(Source records)
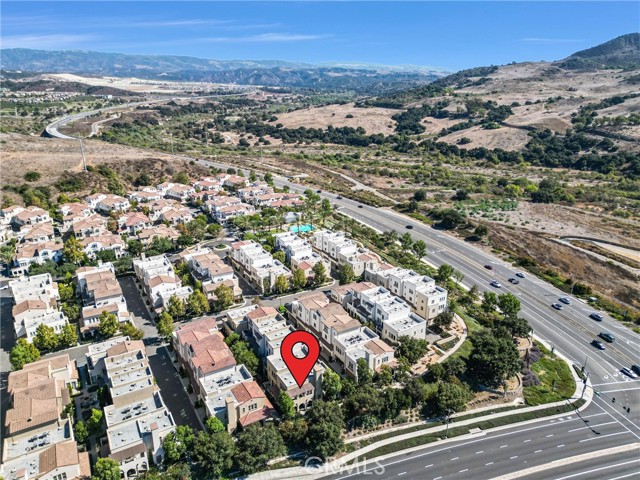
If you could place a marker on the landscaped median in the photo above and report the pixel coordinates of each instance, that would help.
(404, 440)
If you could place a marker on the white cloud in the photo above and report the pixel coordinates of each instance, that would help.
(45, 41)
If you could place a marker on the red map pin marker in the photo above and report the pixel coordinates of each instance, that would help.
(300, 367)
(End Source records)
▶ [Aim of the task] Copy out exactly the lines running from the line with "If you could place a marker on the red" to the end of the records, inclusive.

▶ [Result for this exercise]
If you could place a marker on the red map pin marker in the photo above and report the pixel coordinates of each instance, that would help.
(300, 367)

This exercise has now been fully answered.